§ About this exercise
Which lines below include "flag"? Copy them all.

Natural-language object grounding data
+ + +

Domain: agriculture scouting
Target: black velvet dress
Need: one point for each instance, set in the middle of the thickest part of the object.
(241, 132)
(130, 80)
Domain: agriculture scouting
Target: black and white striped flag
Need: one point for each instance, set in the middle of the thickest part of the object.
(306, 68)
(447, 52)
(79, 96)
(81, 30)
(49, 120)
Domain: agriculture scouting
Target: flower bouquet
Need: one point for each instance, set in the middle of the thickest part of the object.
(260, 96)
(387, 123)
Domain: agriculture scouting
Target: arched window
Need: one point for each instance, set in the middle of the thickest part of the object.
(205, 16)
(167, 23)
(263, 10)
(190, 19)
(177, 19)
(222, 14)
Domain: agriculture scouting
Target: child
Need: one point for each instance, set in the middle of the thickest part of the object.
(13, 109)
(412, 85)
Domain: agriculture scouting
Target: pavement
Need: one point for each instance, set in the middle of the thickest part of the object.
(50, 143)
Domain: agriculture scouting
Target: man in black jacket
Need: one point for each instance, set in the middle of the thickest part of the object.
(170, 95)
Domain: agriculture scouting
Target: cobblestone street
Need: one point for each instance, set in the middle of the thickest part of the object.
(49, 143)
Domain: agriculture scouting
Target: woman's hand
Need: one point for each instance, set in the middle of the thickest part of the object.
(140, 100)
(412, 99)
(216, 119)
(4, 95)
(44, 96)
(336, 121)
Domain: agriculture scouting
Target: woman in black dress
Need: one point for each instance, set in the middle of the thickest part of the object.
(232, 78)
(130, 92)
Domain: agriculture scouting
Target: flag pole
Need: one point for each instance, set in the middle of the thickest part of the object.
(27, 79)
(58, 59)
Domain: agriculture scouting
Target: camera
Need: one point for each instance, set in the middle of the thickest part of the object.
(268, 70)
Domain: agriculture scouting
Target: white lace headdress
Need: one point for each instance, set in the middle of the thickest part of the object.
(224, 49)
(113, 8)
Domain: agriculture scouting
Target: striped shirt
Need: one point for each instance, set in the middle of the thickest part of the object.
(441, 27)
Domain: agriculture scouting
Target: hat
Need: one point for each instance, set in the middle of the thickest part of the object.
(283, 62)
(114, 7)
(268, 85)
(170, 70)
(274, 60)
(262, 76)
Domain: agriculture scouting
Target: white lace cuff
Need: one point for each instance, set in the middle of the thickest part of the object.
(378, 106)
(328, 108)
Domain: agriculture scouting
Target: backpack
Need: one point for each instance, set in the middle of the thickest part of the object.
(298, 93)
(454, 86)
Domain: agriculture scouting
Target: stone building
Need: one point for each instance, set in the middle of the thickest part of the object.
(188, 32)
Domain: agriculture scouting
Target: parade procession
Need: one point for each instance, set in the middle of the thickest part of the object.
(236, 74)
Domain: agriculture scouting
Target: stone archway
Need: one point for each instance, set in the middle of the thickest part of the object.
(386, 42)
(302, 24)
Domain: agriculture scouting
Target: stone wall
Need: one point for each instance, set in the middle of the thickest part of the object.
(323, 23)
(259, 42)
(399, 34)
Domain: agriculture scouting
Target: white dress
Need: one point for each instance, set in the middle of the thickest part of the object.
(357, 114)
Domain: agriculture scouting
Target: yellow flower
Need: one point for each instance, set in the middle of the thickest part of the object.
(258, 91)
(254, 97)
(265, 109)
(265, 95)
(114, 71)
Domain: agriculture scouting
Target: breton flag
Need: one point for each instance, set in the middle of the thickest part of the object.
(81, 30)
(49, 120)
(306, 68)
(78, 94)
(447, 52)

+ + +

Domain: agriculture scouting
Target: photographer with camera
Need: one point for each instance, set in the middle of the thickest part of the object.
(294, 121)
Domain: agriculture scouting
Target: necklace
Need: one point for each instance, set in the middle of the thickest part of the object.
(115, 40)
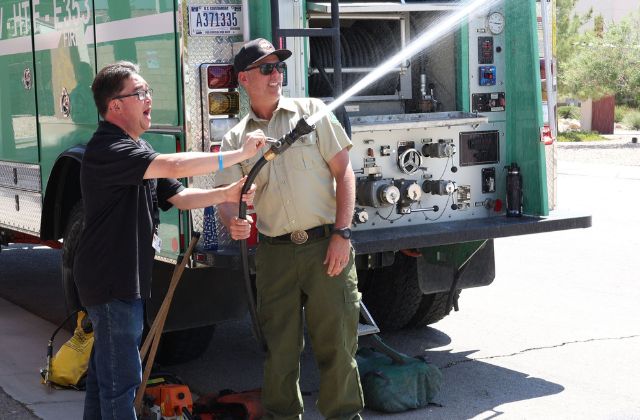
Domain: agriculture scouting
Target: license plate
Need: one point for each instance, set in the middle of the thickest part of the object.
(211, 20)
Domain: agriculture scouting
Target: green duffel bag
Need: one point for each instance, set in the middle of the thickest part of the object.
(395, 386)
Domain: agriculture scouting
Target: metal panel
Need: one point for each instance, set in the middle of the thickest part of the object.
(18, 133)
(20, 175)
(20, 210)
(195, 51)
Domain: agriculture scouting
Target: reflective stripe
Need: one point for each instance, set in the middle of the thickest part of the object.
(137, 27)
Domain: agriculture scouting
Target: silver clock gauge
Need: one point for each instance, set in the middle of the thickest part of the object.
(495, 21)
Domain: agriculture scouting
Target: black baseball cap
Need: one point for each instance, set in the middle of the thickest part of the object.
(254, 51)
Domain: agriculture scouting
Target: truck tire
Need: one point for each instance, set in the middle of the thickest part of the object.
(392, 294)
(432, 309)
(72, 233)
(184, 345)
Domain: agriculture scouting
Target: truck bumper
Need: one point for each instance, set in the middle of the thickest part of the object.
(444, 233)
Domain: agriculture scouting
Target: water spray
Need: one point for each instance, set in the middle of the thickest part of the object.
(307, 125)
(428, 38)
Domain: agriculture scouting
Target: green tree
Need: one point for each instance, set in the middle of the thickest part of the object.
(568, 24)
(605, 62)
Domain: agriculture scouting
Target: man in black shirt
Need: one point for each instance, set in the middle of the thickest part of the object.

+ + +

§ Written answer
Target: black and white striped flag
Target: flag pole
Target: breton flag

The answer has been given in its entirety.